● Data extracted from a collection
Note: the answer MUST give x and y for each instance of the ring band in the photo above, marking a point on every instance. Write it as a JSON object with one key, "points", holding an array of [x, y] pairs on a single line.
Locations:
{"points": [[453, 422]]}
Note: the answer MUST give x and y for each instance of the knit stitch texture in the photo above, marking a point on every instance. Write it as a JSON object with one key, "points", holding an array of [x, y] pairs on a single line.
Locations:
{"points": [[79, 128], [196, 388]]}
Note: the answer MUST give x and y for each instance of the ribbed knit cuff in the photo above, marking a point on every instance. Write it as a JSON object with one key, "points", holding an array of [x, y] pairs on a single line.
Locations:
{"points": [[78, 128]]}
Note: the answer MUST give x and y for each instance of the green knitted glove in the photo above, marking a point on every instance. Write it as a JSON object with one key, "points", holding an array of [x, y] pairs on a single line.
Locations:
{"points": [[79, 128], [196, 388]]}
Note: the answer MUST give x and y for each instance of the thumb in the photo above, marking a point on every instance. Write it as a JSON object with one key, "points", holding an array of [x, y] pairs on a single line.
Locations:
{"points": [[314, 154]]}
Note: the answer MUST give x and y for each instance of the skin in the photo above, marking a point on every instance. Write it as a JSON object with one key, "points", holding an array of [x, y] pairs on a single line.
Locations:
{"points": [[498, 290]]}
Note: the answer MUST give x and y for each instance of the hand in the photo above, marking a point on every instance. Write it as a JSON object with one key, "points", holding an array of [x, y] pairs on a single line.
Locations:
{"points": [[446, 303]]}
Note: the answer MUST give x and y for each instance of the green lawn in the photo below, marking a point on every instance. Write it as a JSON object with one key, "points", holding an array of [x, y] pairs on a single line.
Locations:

● EXERCISE INSTRUCTIONS
Please copy the lines from the one containing "the green lawn" through the last line, reproducing each one exactly.

● FINISHED ANSWER
Note: the answer MUST give x and y for each instance of the green lawn in the photo below, marking a point on every instance. Write it as a JSON object with one key, "points", holding an array of [x, y] pairs on a single line.
Locations:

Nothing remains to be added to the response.